--- Available data ---
+--

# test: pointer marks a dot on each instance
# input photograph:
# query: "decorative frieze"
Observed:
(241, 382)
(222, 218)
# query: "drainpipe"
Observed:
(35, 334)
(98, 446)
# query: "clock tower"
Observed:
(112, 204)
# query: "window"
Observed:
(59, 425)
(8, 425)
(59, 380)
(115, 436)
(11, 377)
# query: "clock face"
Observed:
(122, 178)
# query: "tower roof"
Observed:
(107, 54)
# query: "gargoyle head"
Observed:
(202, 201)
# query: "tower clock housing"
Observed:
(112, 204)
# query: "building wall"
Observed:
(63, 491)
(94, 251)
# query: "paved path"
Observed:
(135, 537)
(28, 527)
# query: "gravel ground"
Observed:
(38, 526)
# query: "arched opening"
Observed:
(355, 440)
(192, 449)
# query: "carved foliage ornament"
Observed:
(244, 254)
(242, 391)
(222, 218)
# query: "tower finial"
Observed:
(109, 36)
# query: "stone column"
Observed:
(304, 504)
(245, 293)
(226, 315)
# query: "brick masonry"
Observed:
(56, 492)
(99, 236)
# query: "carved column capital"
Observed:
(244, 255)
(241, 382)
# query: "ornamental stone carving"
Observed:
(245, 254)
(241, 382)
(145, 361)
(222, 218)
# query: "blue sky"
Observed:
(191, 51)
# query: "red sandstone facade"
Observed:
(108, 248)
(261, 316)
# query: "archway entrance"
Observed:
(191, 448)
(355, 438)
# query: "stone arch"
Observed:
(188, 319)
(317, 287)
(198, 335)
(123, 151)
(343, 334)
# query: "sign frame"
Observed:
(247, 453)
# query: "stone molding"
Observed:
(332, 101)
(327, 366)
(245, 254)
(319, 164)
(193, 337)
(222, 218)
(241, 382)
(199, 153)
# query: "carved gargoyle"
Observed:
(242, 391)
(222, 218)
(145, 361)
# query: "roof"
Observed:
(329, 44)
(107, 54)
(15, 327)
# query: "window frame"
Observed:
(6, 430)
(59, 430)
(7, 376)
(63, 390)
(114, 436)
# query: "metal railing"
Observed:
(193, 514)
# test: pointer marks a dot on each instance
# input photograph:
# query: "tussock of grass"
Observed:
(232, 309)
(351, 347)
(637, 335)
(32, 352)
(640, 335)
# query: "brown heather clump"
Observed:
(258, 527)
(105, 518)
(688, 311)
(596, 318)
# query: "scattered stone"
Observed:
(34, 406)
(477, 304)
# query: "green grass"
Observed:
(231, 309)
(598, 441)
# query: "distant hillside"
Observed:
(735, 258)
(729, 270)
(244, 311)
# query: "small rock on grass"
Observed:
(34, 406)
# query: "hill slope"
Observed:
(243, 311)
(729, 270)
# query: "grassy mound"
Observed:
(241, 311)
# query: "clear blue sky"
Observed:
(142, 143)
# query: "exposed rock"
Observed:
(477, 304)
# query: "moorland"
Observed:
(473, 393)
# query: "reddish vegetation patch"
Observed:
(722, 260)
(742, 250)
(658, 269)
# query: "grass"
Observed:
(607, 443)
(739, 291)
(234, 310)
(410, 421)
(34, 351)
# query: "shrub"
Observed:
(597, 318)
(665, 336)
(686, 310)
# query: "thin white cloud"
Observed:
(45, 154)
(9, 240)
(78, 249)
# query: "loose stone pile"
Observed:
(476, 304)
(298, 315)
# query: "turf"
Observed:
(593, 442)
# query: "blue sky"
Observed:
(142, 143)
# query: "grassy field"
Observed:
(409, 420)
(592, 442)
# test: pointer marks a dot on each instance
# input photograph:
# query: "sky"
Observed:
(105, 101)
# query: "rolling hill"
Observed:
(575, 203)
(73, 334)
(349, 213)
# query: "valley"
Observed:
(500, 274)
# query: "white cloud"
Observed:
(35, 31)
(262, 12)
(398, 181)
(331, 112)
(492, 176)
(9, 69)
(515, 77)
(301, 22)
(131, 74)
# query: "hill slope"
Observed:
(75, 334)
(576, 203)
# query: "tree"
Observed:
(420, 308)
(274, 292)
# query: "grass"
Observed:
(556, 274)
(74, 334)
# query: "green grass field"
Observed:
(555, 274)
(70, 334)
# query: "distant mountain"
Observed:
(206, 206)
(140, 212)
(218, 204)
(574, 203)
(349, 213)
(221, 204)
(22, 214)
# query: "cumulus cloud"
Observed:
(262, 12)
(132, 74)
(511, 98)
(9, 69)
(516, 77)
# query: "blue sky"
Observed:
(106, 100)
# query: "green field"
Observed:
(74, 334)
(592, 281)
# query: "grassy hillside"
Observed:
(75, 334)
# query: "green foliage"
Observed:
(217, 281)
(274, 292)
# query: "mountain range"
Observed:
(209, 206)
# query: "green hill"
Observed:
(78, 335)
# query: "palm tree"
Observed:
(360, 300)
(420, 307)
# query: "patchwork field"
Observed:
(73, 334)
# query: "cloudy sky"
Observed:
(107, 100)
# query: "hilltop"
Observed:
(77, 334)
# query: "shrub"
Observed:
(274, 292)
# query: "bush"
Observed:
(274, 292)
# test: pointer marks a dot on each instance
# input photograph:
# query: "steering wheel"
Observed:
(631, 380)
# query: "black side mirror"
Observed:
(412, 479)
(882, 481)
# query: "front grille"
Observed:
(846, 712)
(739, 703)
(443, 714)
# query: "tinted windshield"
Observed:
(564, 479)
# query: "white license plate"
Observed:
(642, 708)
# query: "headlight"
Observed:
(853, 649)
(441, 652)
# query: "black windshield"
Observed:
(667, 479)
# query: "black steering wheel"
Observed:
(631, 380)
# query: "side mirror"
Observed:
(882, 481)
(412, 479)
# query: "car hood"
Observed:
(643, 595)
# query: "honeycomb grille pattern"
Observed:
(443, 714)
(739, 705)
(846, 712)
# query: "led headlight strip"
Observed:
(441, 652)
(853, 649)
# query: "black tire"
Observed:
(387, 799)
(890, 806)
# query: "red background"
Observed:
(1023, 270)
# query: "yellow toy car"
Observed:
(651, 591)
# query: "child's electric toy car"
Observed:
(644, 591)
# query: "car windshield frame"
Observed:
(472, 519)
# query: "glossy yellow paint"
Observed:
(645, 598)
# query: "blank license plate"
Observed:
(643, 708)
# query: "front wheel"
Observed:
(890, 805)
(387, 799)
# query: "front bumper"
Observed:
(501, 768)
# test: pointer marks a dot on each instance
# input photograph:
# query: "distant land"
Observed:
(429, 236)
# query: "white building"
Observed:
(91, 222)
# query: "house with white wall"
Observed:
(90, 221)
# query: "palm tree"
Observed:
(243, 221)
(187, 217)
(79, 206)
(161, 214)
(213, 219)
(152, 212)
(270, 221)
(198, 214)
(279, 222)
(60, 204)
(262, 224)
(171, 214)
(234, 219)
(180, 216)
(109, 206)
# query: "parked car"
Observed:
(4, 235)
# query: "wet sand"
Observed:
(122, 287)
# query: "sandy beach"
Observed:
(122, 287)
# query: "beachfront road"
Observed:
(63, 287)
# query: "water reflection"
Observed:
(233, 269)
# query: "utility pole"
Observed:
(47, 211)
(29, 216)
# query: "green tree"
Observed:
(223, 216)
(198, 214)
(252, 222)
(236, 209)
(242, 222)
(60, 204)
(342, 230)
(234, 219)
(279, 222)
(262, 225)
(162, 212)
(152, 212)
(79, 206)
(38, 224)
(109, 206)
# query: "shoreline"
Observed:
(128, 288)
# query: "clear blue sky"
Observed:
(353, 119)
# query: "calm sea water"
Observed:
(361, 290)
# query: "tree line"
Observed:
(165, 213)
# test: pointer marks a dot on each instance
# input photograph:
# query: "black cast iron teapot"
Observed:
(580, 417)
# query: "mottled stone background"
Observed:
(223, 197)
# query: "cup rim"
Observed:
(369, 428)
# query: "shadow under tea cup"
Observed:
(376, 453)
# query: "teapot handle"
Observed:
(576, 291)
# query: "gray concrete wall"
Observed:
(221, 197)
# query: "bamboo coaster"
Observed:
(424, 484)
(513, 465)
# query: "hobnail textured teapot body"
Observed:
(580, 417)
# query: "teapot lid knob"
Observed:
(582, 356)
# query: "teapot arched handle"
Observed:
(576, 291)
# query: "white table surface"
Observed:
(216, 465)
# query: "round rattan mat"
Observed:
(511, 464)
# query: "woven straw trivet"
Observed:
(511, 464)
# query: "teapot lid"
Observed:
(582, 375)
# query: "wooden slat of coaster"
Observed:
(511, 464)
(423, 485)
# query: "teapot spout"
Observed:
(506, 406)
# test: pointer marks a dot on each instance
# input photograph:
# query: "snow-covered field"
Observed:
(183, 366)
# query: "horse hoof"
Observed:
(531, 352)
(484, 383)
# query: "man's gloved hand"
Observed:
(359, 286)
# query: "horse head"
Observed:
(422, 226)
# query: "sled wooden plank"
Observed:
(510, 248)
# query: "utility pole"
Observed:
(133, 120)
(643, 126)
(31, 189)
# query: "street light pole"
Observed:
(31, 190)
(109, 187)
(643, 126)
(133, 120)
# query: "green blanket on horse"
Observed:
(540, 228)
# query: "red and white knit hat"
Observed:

+--

--- Required action ---
From the listing above, collect each line in which the string "coaster" appears.

--- Response area ---
# query: "bamboo coaster"
# query: "wooden slat of coaster"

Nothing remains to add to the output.